— BEGIN Entries supplied —

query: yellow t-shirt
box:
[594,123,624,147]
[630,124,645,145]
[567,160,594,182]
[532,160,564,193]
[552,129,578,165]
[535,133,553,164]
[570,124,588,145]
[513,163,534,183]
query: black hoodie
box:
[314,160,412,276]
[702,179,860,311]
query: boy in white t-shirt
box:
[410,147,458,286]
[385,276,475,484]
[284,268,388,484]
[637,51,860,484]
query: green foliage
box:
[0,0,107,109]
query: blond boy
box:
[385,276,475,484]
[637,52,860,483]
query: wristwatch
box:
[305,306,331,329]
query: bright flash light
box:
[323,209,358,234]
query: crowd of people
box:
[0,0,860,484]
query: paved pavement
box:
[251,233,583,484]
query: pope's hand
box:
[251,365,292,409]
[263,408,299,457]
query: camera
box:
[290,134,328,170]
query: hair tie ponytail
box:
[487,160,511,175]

— END Entries supplied —
— BEGIN Entries supplied —

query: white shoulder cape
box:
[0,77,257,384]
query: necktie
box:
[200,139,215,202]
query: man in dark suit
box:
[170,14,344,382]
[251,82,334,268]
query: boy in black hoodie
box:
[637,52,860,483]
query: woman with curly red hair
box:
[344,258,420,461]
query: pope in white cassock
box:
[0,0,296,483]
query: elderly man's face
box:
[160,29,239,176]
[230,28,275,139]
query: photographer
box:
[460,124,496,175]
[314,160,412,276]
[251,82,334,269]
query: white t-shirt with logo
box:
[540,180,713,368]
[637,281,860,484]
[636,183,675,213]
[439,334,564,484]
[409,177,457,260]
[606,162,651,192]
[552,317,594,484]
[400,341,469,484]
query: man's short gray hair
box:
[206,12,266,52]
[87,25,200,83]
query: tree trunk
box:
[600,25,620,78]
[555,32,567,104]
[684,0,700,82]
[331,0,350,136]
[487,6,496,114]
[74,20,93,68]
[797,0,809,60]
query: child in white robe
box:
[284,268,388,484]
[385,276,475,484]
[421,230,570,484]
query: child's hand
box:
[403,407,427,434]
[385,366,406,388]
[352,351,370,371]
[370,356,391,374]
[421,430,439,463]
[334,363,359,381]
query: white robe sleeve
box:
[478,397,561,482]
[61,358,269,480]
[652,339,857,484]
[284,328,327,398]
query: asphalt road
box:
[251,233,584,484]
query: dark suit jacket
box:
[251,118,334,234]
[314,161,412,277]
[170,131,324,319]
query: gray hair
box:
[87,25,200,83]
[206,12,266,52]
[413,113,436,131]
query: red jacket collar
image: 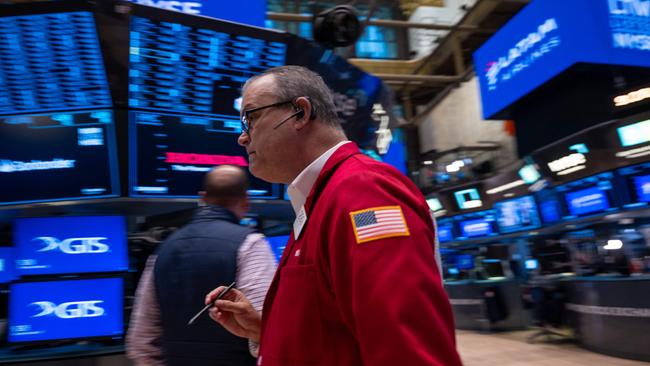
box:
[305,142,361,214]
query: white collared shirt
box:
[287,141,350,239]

— END Entries supplied —
— BEGIN Entries supplied —

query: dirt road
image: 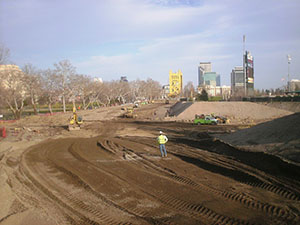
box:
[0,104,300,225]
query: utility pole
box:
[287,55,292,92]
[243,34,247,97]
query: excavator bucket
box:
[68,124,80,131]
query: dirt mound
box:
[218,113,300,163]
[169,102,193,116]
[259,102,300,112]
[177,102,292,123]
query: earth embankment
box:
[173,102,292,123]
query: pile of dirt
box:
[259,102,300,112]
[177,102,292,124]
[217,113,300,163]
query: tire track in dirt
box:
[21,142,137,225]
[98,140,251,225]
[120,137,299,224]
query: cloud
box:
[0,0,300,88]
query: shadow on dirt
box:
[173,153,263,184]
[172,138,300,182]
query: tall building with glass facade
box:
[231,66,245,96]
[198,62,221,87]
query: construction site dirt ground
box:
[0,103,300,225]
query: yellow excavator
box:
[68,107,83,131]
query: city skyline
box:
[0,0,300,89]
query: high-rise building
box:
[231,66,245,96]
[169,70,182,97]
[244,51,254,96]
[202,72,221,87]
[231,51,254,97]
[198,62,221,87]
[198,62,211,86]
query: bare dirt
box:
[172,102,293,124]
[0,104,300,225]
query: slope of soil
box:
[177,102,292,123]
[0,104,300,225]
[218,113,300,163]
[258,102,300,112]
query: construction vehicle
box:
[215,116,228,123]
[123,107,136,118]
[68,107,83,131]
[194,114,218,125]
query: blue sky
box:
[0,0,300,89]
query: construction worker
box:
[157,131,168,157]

— END Entries supplied —

> _Requirement_:
Retype the entries from the line containing "query: elderly man's face" through the line containing "[421,230,570,484]", both lines included, with every character unchanged.

> _Answer to the problem_:
query: elderly man's face
box:
[160,29,239,176]
[230,28,275,139]
query: photographer
box:
[460,124,496,175]
[314,160,412,276]
[251,82,334,269]
query: white t-shirt with logo
box:
[540,180,713,368]
[637,281,860,484]
[636,183,675,213]
[439,334,564,484]
[409,177,457,260]
[606,162,651,192]
[552,317,594,484]
[400,341,469,484]
query: man's short gray hair
box:
[206,12,266,52]
[87,25,200,83]
query: tree trunk
box:
[600,25,620,78]
[555,32,567,104]
[684,0,700,82]
[331,0,350,136]
[487,6,496,114]
[74,20,93,68]
[797,0,809,60]
query: child in white robe
box:
[284,268,388,484]
[385,276,475,484]
[421,230,570,484]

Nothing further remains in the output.